=== Excerpted passage ===

What gets me is that the night before, I soaked the inside of the housing with Ariens Snow Jet spray, which I've used in the past on both machine and shovels, and it certainly helped snow not stick...but this time, not so much...


----------



## JLawrence08648 (Jan 15, 2017)

Many of us prefer the older machines, pre-1985. The top brands in my order - Yamaha if you can find them, Honda, Simplicity Pro line, then it's a throw up Toro, Ariens, Simplicity.


----------



## Sid (Jan 31, 2014)

Roll pins are a pain, I had one fail after about thirty or forty years 450 feet from my house. A neighbor helped me throw in my truck to get it back to my garage. I replaced it with a gr 5 bolt, and its been good since. It was on the drive axel, so not much danger of not failing. Some of the roll pins are just more quicker and cheaper to manufacture stuff.
Sid


----------



## RS182 (Jan 21, 2020)

=== Stored rows ===

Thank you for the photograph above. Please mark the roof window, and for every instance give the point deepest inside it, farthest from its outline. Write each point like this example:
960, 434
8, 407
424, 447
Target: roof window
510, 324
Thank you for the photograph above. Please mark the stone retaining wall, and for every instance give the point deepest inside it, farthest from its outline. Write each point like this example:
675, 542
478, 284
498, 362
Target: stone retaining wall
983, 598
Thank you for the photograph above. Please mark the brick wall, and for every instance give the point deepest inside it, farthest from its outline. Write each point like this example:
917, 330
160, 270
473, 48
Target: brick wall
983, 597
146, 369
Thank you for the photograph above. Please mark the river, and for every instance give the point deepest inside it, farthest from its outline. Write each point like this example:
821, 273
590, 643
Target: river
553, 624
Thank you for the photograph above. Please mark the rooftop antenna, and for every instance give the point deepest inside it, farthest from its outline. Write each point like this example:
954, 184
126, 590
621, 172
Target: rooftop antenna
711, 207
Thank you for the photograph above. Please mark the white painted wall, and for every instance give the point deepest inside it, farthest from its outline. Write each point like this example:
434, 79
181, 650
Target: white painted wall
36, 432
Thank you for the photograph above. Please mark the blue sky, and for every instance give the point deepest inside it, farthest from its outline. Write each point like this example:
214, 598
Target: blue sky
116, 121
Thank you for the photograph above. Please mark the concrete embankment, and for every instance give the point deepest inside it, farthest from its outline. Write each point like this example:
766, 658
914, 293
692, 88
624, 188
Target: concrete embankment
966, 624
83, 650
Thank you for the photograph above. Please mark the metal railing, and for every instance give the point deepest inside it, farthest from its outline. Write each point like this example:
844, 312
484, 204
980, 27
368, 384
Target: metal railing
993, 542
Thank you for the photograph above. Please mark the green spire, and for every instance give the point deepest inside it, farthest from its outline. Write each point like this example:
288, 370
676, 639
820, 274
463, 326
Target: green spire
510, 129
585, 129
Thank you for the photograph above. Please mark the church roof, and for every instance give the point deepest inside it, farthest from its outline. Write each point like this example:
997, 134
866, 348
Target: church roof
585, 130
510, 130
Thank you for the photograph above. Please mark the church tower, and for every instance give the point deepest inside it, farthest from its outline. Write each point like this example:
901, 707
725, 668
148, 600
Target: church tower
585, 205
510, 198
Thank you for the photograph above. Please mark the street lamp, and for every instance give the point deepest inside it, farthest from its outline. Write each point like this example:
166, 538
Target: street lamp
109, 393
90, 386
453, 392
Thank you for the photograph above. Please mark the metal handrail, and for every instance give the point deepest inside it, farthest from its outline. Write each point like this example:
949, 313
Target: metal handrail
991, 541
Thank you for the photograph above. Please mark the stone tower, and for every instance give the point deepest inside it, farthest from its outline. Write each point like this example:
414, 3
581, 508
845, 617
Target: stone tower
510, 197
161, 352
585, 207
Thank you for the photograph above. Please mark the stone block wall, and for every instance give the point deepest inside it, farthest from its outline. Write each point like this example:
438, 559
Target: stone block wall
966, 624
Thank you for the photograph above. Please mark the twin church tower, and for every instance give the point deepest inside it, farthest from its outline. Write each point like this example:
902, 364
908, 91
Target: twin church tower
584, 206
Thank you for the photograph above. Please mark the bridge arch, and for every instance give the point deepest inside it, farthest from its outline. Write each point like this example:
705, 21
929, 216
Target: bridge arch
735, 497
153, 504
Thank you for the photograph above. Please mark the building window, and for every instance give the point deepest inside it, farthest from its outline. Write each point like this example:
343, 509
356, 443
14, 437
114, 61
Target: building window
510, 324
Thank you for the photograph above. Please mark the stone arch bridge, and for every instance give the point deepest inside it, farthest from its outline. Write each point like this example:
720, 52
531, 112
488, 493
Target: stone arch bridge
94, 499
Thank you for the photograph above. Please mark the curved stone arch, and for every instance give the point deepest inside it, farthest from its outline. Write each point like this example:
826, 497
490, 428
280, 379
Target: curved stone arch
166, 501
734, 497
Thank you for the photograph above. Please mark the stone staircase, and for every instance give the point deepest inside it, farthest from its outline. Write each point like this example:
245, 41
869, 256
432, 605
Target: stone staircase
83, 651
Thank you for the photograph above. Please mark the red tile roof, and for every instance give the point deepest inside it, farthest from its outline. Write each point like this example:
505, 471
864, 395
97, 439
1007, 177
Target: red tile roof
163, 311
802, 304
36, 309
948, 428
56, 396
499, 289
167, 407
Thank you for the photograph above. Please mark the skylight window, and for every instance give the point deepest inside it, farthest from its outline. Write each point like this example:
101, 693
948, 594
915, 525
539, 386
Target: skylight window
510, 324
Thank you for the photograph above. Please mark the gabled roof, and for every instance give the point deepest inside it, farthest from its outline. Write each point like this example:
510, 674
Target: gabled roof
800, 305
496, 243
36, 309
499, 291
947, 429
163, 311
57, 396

===
=== Stored rows ===

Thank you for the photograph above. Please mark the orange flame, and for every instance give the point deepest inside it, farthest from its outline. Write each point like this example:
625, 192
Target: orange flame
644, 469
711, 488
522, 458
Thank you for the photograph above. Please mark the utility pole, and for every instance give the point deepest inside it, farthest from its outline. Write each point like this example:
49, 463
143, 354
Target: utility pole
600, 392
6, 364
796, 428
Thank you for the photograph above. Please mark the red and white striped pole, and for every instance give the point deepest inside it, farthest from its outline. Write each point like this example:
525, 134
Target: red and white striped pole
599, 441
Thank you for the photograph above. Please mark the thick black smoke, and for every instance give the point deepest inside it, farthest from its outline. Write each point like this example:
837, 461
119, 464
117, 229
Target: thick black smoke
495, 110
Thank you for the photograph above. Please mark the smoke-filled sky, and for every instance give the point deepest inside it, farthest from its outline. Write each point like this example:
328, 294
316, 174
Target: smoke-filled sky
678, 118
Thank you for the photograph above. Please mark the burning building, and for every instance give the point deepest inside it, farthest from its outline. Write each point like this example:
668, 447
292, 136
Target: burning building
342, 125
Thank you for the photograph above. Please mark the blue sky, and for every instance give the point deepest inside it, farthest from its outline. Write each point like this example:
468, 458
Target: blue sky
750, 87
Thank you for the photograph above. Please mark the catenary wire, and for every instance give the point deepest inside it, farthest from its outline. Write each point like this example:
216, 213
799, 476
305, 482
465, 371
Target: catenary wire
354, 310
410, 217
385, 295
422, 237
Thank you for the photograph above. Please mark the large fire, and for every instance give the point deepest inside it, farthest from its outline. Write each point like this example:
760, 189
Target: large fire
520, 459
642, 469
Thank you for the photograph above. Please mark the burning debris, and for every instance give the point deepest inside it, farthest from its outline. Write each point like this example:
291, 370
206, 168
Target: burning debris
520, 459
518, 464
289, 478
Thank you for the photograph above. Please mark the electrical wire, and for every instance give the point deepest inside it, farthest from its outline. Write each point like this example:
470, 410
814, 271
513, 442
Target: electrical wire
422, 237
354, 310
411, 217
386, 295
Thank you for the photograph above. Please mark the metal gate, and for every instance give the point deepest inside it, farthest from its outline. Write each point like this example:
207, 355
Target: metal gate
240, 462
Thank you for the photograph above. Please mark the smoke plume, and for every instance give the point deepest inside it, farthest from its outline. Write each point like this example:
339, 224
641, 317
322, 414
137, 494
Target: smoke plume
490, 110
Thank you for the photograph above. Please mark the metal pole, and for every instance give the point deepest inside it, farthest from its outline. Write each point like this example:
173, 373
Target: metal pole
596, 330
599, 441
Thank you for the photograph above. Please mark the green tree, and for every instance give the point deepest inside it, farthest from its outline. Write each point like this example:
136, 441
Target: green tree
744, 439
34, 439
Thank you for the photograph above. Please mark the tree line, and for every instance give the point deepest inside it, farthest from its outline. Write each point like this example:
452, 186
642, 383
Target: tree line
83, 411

===

▶ _Things to do_
1 > Copy the stretch of the snowblower forum excerpt from "## Sid (Jan" through "(Jan 21, 2020)".
2 > Find every line in the records that contains the string "arch", matching case, and write each of those lines out.

▶ _Task answers_
1 >
## Sid (Jan 31, 2014)

Roll pins are a pain, I had one fail after about thirty or forty years 450 feet from my house. A neighbor helped me throw in my truck to get it back to my garage. I replaced it with a gr 5 bolt, and its been good since. It was on the drive axel, so not much danger of not failing. Some of the roll pins are just more quicker and cheaper to manufacture stuff.
Sid


----------



## RS182 (Jan 21, 2020)

2 >
Thank you for the photograph above. Please mark the bridge arch, and for every instance give the point deepest inside it, farthest from its outline. Write each point like this example:
Target: bridge arch
Thank you for the photograph above. Please mark the stone arch bridge, and for every instance give the point deepest inside it, farthest from its outline. Write each point like this example:
Target: stone arch bridge
Thank you for the photograph above. Please mark the curved stone arch, and for every instance give the point deepest inside it, farthest from its outline. Write each point like this example:
Target: curved stone arch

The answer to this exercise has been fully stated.